Entries from a dataset:
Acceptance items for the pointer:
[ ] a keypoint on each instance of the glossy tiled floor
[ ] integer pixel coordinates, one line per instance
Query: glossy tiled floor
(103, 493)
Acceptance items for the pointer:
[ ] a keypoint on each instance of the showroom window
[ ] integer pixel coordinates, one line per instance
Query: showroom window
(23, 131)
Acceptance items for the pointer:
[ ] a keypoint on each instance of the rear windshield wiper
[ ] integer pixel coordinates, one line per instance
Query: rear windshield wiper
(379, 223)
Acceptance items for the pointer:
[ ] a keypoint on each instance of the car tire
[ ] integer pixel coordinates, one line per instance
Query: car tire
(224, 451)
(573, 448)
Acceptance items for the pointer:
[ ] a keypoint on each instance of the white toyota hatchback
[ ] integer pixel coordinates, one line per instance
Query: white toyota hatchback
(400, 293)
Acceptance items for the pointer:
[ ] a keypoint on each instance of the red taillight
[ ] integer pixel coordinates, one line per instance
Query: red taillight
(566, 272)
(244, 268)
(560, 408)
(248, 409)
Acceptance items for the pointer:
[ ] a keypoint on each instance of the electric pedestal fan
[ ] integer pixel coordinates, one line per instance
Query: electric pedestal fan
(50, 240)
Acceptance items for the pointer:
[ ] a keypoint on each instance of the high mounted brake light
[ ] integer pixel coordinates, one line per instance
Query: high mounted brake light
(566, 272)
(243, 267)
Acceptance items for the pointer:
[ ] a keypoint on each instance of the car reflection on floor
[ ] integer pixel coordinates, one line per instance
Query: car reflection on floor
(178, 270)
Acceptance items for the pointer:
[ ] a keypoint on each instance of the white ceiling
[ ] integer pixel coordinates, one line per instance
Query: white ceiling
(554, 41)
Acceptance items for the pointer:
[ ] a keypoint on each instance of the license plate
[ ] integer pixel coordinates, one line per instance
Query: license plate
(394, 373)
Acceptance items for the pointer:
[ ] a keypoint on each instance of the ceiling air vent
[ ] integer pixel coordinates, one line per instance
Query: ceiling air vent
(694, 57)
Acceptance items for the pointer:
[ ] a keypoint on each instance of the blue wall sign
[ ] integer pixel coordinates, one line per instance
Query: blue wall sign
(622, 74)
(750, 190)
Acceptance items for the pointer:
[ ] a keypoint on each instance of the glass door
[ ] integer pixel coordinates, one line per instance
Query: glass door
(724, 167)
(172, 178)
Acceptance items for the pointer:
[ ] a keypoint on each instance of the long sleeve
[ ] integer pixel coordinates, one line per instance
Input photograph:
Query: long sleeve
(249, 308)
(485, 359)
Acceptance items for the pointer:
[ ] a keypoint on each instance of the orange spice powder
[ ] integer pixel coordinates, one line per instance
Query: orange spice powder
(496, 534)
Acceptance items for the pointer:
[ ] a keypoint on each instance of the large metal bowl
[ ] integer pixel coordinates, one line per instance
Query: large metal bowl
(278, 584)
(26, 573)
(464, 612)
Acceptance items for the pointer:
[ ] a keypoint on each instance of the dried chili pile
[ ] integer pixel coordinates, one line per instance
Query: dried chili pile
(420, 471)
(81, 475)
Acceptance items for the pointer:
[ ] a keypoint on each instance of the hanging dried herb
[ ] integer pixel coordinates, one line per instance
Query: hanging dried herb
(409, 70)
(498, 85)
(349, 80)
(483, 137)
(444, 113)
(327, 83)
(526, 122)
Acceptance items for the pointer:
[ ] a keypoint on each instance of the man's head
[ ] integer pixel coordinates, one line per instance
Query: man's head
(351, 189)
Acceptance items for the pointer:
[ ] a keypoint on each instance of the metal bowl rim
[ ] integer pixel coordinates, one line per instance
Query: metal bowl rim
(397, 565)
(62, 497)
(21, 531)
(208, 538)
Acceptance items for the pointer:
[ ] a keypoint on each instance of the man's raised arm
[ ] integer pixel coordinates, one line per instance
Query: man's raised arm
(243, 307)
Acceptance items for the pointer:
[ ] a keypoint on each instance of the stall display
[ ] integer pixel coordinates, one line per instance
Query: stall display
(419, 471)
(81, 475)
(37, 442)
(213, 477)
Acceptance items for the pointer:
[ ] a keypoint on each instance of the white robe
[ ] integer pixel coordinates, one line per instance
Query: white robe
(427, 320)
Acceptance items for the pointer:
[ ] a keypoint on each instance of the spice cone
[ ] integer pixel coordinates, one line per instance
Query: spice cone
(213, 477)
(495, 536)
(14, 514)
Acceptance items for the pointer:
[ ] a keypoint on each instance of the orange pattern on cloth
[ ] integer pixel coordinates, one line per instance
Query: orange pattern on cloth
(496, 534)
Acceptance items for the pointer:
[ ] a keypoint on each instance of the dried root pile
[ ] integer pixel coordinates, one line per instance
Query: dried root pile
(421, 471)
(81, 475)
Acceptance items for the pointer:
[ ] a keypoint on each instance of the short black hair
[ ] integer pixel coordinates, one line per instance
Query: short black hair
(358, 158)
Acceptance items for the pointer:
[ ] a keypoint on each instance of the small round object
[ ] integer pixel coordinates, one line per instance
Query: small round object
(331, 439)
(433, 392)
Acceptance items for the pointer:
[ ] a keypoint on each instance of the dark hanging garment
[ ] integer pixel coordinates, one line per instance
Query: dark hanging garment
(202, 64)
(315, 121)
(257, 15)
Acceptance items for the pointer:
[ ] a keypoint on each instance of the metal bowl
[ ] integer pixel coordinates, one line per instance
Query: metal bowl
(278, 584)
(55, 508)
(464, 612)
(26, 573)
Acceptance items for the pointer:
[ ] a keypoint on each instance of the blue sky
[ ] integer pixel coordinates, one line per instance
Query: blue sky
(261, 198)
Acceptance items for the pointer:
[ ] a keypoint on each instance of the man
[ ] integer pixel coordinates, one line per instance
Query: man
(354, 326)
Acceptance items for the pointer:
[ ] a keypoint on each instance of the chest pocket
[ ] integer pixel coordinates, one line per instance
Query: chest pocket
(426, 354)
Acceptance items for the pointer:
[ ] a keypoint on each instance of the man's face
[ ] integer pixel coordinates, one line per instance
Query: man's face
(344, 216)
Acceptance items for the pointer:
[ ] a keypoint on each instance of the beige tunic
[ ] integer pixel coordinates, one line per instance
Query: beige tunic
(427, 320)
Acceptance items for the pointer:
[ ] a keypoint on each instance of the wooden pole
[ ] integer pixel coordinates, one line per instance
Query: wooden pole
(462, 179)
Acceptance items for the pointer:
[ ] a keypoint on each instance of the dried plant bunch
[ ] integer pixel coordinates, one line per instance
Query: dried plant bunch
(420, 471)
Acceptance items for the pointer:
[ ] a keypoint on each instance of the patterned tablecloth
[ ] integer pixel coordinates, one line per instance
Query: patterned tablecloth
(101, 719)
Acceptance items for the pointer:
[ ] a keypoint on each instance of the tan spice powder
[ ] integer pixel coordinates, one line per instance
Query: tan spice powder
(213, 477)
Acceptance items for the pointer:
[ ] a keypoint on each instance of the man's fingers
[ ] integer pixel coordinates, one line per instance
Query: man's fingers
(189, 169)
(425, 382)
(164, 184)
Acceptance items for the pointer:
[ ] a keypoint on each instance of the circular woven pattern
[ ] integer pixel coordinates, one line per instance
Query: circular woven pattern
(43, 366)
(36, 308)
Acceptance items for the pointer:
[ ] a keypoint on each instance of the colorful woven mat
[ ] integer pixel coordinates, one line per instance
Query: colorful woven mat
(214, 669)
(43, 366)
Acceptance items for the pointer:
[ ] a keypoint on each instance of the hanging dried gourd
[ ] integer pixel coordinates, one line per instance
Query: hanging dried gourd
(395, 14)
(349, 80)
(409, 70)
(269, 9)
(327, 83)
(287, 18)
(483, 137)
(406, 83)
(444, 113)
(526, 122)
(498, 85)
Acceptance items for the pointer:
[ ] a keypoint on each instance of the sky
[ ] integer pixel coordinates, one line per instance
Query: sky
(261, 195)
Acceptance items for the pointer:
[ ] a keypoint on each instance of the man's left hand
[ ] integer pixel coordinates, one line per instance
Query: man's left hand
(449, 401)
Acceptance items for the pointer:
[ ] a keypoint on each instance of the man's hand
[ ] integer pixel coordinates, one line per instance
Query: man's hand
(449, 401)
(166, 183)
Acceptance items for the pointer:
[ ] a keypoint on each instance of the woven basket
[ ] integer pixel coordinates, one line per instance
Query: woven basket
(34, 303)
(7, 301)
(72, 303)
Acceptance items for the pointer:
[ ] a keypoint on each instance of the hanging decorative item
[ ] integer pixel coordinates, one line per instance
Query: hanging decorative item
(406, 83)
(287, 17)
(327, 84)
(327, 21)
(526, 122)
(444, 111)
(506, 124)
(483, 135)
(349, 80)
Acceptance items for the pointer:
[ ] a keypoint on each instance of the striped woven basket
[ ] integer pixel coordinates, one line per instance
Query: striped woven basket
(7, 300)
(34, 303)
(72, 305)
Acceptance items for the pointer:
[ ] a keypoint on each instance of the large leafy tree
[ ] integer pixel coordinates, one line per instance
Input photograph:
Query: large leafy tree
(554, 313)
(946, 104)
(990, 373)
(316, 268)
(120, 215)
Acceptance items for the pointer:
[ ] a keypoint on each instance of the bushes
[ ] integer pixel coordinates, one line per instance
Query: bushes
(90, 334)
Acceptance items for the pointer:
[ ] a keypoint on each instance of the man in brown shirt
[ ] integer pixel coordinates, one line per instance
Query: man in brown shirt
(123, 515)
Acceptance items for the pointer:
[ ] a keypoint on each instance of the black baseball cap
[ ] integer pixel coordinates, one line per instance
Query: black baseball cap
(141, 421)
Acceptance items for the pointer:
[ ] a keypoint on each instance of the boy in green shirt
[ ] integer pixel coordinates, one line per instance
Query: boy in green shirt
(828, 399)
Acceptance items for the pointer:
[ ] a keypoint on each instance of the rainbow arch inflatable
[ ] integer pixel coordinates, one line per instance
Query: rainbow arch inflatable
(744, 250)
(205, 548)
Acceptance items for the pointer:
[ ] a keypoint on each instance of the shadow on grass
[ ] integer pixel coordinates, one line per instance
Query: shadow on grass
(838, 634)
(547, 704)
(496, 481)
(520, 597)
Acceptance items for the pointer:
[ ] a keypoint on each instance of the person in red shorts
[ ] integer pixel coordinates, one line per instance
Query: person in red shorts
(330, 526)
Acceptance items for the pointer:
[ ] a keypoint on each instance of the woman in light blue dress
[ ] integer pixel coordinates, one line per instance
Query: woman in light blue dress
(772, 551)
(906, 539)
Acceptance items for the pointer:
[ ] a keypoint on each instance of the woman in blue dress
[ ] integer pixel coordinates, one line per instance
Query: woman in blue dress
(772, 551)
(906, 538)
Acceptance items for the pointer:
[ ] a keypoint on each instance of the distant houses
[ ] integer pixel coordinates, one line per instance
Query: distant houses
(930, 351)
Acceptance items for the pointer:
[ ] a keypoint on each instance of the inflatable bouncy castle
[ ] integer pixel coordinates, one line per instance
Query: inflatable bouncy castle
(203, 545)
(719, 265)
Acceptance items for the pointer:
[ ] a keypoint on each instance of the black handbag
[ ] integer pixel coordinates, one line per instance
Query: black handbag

[Exercise details]
Locate each line in the records above that contains the word "face" and copy those lines out in full.

[Written response]
[ ] a keypoint on each instance of the man's face
Query: man's face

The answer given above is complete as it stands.